Bien que le nouveau film des frères Dardenne ne soit pas véritablement basé sur un suspense au sens où on l'entend généralement, il comporte cependant une intrigue dont la lecture du texte qui suit peut révéler certains tenants

Menuisier dans un atelier, Olivier accepte de prendre un nouvel apprenti. Qui est ce Francis, jeune garçon de quatorze ans, qui le fascine et l’effraie tant, et qu’il se met à suivre le soir après le travail, jusqu’à la porte de son immeuble?

Pourquoi fais tu cela? C’est la question qui parcourt l’intégralité des trois derniers films de Luc et Jean-Pierre Dardenne. Quelles sont les motivations de Rosetta? De Igor, personnage de La Promesse? Qu’est ce qui pousse Olivier à accueillir ce garçon qui débarque un jour dans sa vie, à le suivre dans les rues à la sortie du boulot? Qu’est ce qui le fascine tant dans le personnage secret et finalement si ordinaire du jeune Francis, homme-enfant au passé trop lourd, trop accablant? Le dernier film des frères Dardenne a le mérite de poser des questions et de ne surtout pas y apporter de réponses trop évidentes et donc trop vulgaires. L’on se saura donc jamais quelles sont les véritables motivations d’Olivier ni ce qu’il cherche réellement dans sa relation intime avec le garçon. Et pourtant, la présence de certaines pistes font du Fils l’un des films les plus forts de l’année. Pour réellement comprendre le nouveau film des réalisateurs de Rosetta, il faut chercher ce qu’il y a avant, et après. Avant cette rencontre entre deux êtres similaires, après la confrontation de ces deux caractères.

___

§ **CONSIGNES**
1. D'après le texte, quel âge a Francis ?
2. Relevez dans le texte tous les prénoms de personnages de films des frères Dardenne.
3. Recopiez tout le passage du texte qui va de « Menuisier dans un » jusqu'à « de son immeuble? ».
Il n'est pas nécessaire de consulter les lignes de données.

___

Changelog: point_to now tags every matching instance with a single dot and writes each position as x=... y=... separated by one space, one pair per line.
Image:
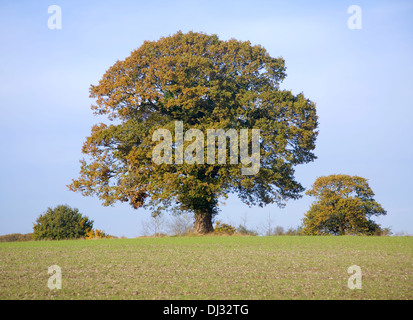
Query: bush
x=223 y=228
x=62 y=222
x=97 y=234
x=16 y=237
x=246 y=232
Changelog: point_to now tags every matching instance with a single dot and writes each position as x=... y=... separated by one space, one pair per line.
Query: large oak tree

___

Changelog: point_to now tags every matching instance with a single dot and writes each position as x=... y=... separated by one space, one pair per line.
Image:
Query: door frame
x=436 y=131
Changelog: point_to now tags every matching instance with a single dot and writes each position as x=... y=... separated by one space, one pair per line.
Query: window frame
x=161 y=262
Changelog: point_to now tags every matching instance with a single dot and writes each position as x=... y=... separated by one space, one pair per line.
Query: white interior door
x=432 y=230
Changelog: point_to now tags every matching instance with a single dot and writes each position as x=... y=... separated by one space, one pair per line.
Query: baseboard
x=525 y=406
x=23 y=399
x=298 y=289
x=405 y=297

___

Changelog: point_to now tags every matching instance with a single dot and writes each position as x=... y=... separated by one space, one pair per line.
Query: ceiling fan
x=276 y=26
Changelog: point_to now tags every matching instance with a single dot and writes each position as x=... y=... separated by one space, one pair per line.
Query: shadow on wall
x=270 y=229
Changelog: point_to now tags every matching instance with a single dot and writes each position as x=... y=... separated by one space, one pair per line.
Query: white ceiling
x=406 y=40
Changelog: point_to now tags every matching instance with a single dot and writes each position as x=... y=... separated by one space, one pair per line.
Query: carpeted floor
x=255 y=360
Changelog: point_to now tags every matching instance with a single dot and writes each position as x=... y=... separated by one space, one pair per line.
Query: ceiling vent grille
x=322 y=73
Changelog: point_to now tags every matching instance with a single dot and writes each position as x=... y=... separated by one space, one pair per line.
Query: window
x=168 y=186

___

§ **RÉPONSES**
1. Quatorze ans.

2. Olivier, Francis, Rosetta, Igor

3.
Menuisier dans un atelier, Olivier accepte de prendre un nouvel apprenti. Qui est ce Francis, jeune garçon de quatorze ans, qui le fascine et l’effraie tant, et qu’il se met à suivre le soir après le travail, jusqu’à la porte de son immeuble?